[Stored data]
Segment Open
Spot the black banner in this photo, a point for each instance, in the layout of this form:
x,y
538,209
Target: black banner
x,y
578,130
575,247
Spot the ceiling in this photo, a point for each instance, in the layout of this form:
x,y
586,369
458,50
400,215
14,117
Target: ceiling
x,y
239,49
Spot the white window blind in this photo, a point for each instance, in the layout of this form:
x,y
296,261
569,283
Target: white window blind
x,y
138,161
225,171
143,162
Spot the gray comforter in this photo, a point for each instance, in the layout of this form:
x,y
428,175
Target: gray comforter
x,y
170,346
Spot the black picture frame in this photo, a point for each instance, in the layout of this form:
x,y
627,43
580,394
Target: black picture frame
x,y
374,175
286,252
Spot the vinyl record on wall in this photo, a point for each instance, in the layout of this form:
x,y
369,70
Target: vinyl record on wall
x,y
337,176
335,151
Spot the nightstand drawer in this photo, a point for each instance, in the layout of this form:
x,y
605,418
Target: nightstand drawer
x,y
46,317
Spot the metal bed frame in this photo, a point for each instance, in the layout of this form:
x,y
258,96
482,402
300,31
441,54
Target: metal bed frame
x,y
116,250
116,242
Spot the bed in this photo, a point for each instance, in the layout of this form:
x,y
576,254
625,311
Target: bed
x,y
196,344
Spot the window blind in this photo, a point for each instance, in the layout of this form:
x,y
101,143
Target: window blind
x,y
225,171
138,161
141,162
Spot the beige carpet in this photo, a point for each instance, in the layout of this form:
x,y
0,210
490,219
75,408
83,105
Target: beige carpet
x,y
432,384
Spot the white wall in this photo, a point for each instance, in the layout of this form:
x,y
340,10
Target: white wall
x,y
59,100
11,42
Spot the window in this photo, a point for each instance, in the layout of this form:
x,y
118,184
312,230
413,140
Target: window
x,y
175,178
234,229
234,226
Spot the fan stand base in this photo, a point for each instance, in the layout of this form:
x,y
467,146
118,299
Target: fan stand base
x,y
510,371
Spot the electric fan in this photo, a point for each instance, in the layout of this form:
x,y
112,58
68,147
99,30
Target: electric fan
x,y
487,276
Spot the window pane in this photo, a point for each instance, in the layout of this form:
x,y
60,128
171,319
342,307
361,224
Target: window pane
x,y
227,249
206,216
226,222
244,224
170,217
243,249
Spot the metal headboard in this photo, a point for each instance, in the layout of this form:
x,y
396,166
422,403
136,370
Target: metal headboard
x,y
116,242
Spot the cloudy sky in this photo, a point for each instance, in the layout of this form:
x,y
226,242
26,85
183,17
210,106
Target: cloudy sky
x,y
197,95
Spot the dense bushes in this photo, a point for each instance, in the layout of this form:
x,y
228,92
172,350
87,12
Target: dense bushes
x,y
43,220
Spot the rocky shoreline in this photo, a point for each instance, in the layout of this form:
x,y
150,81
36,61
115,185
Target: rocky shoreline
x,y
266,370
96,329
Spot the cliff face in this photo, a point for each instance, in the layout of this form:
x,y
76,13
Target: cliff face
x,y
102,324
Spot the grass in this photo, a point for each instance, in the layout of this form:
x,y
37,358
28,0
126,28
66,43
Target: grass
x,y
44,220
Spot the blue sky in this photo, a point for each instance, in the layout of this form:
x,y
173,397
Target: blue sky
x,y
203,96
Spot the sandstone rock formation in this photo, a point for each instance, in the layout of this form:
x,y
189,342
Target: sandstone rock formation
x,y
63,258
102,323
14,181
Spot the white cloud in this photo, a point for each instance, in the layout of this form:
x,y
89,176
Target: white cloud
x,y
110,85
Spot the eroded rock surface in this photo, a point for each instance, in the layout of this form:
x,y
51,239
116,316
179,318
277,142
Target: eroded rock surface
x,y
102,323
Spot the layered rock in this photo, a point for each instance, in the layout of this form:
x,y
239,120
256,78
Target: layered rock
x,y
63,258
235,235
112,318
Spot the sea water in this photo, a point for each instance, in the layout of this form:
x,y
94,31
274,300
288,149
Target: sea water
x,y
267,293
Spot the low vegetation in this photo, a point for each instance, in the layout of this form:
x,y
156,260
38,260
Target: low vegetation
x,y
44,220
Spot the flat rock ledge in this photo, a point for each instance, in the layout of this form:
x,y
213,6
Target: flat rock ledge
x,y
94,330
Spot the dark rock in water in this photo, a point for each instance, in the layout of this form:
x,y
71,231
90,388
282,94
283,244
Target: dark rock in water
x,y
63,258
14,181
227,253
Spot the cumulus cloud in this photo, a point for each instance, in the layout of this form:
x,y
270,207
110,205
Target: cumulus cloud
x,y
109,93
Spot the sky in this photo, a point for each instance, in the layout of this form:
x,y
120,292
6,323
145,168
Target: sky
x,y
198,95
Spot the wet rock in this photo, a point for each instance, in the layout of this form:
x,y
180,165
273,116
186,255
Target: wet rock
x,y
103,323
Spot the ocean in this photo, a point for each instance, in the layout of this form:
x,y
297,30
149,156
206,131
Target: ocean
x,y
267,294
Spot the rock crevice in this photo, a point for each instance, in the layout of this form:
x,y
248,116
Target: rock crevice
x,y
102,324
Segment Closed
I'd like every record written out exactly as given.

RESPONSE FOR THIS EXERCISE
Spot the black banner in this photo, a point for each instance, in the layout of this form:
x,y
538,209
Target: black banner
x,y
578,130
575,247
Spot the ceiling in this photo, a point for each instance, in the layout of this form:
x,y
586,369
458,50
400,215
14,117
Target: ceiling
x,y
239,49
Spot the white window blind in this photo, a point for each instance, in the layout of this form:
x,y
296,261
569,283
Target: white window blind
x,y
138,161
225,171
143,162
Spot the gray comforter in this photo, a point for each instance, in the layout of this form:
x,y
428,175
Target: gray comforter
x,y
170,346
Spot the black picture frame in this photo, a point for each instance, in the layout of this form:
x,y
627,43
580,394
Target: black picture frame
x,y
374,175
286,252
Spot the vinyl record on wall in this photo, a point for each instance, in the layout of this form:
x,y
369,70
Target: vinyl record on wall
x,y
337,176
335,151
Spot the nightstand drawer in this photo, a point for each instance, in the layout of this form:
x,y
605,418
Target: nightstand drawer
x,y
46,317
Spot the metal bed frame in this photo, a point for each instance, in the layout of this form:
x,y
258,96
482,402
300,31
441,54
Target: metal bed frame
x,y
116,250
116,242
Spot the bed in this photo, a point for each instance, in the layout of this form:
x,y
576,254
625,311
Target: bed
x,y
196,344
Spot the window blind in this photo, a point for each instance, in the layout of this form:
x,y
101,143
Target: window blind
x,y
225,171
138,161
141,162
Spot the beige carpet in this photo, a point for each instance, in the layout of this form:
x,y
0,210
490,219
75,408
83,105
Target: beige carpet
x,y
432,384
Spot the white wall in this photo, a point for each instance, in the layout of this form:
x,y
340,10
Target: white wall
x,y
59,100
11,42
Spot the window in this photo, a point for each instance, in the layout of this form:
x,y
118,184
312,230
413,140
Target: window
x,y
175,178
234,229
234,226
Spot the fan stand base in this photo, a point for each instance, in the layout of this form:
x,y
467,146
118,299
Target: fan stand base
x,y
510,371
Spot the electric fan in this photo, a point for each instance, in the layout of this form:
x,y
112,58
68,147
99,30
Target: electric fan
x,y
487,276
Spot the window pane in this photo, a point for each instance, in the layout of this form:
x,y
60,128
171,319
342,307
361,224
Target: window pane
x,y
227,249
206,216
226,222
244,224
170,217
243,249
Spot the metal headboard in this photo, a point for each instance, in the layout of this form:
x,y
396,166
422,403
136,370
Target: metal headboard
x,y
116,242
Spot the cloudy sky in this photo, a point for each instance, in the layout of this form:
x,y
226,242
26,85
183,17
210,106
Target: cloudy sky
x,y
197,95
Spot the dense bushes in this photo, a point for each instance, in the layout of this form:
x,y
228,92
172,350
87,12
Target: dense bushes
x,y
43,220
Spot the rocky shoreline in this photo, a point for each instance, in the layout of this form:
x,y
150,81
36,61
115,185
Target: rocky shoreline
x,y
266,370
96,329
Spot the cliff face in this photo, a point for each instance, in the layout of this form:
x,y
76,13
Target: cliff face
x,y
102,324
Spot the grass in this photo, a point for each instance, in the layout of this form:
x,y
37,358
28,0
126,28
66,43
Target: grass
x,y
44,220
Spot the blue sky in this photo, a point for each instance, in the layout of this form:
x,y
173,397
Target: blue sky
x,y
203,96
Spot the sandstone rock formation in this photo, a point for each instance, in the layout of this form:
x,y
189,342
Target: sandstone rock formation
x,y
63,258
102,323
14,181
Spot the white cloud in this photo, a point for each instance, in the layout of this form:
x,y
89,176
Target: white cloud
x,y
110,85
Spot the eroded rock surface in this photo, a point for each instance, in the layout of this form:
x,y
51,239
116,316
179,318
277,142
Target: eroded rock surface
x,y
102,323
Spot the layered rock in this photo, a point for each instance, in the layout of this form:
x,y
239,120
256,78
Target: layered rock
x,y
63,258
235,235
112,318
Spot the sea water in this photo, a point for each instance, in the layout of this form:
x,y
94,31
274,300
288,149
Target: sea water
x,y
267,293
Spot the low vegetation in this photo, a point for each instance, in the layout of this form:
x,y
156,260
38,260
Target: low vegetation
x,y
44,220
Spot the flat rock ledge in this photo, a point for each instance, in the layout of this form:
x,y
213,6
Target: flat rock ledge
x,y
94,330
Spot the dark rock in water in this photo, a point for each instance, in the layout of this form:
x,y
71,231
90,388
282,94
283,244
Target: dark rock in water
x,y
63,258
14,181
227,253
Spot the cumulus cloud in this photo, a point for each instance, in the layout of this form:
x,y
270,207
110,205
Target: cumulus cloud
x,y
109,93
Spot the sky in this photo, a point for each instance, in the layout of this form:
x,y
120,292
6,323
145,168
Target: sky
x,y
198,95
Spot the wet rock in this photo, a point for each instance, in the layout of this form:
x,y
180,165
273,116
186,255
Target: wet rock
x,y
103,323
Spot the ocean in this photo, a point for each instance, in the layout of this form:
x,y
297,30
149,156
206,131
Target: ocean
x,y
267,294
Spot the rock crevice in this photo, a point for each instance, in the layout of this form:
x,y
248,116
Target: rock crevice
x,y
102,324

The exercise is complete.